## Exercise goal
Copy the material from the line with "the braided leash." up to and including the line with "[180,456,192,480]", keeping every line, and shift each bounding box coordinate by -148.

## Extracted information
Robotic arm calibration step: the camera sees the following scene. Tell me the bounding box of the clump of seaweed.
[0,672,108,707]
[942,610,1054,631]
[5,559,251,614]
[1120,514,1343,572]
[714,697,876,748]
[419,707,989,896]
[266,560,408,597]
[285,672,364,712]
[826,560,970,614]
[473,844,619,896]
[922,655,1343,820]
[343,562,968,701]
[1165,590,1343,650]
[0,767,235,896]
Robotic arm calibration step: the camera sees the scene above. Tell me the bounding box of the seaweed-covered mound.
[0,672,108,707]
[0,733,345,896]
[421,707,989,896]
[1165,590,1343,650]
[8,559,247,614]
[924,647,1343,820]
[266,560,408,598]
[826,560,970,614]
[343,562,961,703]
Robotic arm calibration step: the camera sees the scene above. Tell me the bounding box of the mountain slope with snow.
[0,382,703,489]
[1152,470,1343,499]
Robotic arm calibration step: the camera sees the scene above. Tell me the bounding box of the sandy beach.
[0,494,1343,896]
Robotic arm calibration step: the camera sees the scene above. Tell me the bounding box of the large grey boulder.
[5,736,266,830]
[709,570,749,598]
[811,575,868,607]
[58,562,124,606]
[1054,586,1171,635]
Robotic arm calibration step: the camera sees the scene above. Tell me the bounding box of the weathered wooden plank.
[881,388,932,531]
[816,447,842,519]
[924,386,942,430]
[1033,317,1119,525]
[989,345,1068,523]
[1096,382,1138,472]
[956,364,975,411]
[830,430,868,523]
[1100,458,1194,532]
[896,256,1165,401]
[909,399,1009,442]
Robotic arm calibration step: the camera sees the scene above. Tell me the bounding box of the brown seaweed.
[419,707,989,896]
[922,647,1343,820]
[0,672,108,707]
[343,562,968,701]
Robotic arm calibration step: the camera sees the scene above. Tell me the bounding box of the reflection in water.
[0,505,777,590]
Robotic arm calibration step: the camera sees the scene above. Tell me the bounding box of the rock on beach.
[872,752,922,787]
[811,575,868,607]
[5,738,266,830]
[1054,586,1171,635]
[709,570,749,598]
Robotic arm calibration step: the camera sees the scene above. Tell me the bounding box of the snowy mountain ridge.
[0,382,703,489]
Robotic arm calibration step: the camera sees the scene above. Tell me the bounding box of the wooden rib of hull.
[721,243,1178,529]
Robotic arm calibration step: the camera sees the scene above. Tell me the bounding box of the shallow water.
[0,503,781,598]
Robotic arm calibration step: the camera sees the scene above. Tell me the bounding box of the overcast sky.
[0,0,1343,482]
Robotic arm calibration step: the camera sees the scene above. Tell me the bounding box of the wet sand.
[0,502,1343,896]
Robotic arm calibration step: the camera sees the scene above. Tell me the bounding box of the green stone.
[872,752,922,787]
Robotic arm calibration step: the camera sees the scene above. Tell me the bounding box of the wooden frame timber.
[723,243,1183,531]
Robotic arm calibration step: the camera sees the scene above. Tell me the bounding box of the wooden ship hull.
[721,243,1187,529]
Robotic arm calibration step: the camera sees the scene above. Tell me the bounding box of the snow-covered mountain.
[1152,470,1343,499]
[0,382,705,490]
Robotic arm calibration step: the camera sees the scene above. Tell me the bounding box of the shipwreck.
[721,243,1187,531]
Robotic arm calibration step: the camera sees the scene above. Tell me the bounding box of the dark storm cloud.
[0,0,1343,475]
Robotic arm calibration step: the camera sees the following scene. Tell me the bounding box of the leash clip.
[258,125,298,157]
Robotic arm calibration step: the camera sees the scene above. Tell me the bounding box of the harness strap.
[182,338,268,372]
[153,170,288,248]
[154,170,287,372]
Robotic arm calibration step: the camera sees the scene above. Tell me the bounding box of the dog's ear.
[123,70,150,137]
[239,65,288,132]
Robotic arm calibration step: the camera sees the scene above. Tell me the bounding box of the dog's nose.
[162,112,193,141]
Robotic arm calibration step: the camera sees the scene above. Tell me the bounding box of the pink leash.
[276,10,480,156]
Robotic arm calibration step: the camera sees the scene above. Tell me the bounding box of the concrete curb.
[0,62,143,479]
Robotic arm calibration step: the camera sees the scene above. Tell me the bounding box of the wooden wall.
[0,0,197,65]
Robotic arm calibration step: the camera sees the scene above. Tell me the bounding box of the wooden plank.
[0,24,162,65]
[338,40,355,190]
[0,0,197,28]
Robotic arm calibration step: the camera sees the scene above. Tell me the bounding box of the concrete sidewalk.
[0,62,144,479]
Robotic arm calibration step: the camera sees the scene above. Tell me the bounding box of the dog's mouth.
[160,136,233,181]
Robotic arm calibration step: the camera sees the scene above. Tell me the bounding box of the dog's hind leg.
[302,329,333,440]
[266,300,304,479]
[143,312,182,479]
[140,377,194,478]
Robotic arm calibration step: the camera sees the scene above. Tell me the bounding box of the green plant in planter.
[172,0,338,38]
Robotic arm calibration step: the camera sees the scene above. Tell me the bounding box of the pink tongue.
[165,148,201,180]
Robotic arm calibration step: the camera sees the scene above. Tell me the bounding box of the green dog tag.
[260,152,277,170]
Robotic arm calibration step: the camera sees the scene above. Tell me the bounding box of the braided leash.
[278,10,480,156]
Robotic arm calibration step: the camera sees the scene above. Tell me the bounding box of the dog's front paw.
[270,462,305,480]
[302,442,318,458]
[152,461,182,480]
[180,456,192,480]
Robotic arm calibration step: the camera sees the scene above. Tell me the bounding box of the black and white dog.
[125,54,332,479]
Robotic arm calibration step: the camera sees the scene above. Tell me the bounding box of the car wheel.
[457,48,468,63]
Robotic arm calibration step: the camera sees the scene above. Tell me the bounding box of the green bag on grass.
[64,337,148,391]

## Answer in full
Robotic arm calibration step: the camera sees the scene above. Tell me the bounding box of the braided leash.
[130,-138,332,8]
Robotic arm calibration step: the camera sees the scene above. Tell me the bounding box of the dog's front paw.
[122,314,157,332]
[154,294,170,310]
[4,313,34,332]
[32,308,44,332]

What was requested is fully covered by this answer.